TASK DETAILS:
Copy exactly, and copy only, the lines from the one bearing "One keypoint belongs on each instance. Indicate the sky" through the final line of the records.

DATA PROVIDED:
####
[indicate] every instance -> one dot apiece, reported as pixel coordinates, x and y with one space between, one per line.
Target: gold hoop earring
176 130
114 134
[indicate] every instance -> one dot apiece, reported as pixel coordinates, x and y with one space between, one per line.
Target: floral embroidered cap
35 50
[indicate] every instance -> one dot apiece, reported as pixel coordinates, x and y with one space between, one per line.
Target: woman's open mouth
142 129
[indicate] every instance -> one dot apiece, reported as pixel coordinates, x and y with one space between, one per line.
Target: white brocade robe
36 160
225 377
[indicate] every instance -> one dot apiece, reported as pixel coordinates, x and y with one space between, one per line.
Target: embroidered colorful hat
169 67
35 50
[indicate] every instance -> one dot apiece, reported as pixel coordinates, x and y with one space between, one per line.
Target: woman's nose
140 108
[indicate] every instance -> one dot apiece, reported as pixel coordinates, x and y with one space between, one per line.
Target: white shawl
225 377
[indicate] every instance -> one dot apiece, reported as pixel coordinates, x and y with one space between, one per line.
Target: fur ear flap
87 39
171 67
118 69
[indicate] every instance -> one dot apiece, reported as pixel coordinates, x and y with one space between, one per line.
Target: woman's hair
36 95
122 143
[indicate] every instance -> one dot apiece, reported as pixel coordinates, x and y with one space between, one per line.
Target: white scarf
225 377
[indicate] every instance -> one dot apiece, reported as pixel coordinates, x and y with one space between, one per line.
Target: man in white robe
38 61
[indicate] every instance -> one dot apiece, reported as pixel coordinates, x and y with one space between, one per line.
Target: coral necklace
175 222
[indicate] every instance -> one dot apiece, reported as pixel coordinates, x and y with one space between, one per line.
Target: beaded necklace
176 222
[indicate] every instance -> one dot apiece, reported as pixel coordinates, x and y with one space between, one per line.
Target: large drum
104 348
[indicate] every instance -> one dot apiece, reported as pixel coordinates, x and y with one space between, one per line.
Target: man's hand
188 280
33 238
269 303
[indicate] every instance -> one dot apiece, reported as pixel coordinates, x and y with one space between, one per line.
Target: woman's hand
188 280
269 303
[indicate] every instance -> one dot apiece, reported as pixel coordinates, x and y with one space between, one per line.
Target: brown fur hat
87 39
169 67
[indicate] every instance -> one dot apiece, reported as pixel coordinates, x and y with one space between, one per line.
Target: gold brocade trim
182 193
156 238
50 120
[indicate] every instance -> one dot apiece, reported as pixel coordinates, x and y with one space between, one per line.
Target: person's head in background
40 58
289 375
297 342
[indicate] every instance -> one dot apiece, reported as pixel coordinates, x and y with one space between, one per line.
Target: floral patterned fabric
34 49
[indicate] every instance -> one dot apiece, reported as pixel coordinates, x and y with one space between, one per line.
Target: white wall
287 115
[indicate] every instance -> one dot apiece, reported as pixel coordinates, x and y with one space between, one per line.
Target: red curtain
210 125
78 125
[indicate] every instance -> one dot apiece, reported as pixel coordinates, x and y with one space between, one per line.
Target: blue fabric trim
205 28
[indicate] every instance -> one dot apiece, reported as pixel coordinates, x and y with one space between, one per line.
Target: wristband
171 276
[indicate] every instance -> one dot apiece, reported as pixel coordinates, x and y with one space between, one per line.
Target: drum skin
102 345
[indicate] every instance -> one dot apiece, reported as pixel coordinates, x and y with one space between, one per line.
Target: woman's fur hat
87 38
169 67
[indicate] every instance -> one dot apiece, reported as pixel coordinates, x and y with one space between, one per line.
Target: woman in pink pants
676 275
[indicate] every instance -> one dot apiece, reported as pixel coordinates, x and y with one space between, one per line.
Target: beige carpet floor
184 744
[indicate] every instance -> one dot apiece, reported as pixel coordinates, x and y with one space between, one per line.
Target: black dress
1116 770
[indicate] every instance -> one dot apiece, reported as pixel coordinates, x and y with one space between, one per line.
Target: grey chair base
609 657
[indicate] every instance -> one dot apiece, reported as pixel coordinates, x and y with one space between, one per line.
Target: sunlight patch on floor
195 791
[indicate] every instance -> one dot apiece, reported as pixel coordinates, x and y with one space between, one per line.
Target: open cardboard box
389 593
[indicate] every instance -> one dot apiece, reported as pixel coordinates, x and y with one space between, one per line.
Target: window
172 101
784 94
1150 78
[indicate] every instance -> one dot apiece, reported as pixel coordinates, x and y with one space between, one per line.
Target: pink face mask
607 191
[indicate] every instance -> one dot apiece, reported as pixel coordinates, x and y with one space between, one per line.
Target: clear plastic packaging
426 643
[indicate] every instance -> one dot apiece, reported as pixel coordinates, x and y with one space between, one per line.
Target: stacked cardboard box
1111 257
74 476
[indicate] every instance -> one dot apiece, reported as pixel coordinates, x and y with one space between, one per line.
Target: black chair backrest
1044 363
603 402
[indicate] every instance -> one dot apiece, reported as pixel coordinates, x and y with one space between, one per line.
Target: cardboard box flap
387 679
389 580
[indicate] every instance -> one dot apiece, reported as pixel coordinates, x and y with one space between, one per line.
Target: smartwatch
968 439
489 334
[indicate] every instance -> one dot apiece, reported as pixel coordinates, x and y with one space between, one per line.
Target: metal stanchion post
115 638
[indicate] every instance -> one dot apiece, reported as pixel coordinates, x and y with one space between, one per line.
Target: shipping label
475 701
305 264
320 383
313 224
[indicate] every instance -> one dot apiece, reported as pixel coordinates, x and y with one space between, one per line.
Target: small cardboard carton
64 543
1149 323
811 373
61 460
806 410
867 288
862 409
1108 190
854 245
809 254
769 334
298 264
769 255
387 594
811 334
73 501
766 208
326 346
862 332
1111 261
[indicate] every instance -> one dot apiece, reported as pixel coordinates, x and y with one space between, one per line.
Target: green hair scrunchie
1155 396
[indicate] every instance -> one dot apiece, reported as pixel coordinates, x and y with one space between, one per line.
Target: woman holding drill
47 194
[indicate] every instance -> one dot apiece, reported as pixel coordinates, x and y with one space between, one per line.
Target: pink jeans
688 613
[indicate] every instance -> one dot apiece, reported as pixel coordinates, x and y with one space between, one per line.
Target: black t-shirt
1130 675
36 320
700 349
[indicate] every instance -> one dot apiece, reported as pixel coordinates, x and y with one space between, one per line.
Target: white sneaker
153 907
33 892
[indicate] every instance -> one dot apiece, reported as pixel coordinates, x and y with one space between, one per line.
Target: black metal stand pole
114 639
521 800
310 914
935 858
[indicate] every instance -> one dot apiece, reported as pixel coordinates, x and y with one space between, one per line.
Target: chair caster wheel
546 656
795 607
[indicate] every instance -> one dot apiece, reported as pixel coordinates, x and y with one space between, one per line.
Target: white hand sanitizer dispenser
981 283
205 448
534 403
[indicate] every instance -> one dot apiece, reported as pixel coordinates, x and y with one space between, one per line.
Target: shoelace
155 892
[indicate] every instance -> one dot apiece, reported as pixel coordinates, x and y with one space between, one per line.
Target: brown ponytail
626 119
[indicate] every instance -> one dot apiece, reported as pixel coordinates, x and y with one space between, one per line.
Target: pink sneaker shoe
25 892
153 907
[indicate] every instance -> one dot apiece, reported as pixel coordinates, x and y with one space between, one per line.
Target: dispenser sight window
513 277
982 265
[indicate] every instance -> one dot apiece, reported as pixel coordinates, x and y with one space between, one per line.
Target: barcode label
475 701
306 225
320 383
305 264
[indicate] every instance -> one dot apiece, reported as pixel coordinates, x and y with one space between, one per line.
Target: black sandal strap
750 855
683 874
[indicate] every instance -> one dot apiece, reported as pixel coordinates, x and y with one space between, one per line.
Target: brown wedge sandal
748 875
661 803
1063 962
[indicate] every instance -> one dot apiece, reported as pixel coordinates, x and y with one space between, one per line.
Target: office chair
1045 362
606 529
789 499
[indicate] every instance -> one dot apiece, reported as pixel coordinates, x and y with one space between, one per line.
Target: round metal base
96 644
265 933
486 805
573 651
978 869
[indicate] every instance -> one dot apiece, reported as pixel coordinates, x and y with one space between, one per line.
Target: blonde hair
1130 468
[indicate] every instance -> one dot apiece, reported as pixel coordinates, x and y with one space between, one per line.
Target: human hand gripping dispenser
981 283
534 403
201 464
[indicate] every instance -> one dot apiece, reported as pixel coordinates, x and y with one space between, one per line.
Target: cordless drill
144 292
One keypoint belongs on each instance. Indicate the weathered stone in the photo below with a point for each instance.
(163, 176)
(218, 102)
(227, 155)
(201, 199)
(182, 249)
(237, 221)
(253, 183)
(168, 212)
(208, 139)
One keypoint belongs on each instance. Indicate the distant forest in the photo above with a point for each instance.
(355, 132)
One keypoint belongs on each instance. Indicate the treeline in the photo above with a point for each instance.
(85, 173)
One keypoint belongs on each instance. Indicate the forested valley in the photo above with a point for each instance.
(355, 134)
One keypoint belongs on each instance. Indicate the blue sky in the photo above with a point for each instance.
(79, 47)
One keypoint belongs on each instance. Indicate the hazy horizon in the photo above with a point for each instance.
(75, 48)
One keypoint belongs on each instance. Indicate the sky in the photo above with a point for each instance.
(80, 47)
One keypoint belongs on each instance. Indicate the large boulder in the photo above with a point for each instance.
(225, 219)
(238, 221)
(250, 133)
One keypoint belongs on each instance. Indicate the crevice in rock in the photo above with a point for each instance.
####
ANSWER SECTION:
One keypoint belongs on each instance. Indicate the sky in the photo above with a point for each instance.
(80, 47)
One keypoint belongs on each instance. Indicate the large boulder in the photo above with a point for each instance.
(225, 219)
(238, 221)
(250, 133)
One keypoint belongs on each instance. Indicate the crevice in rock in the photo above with a point for each instance.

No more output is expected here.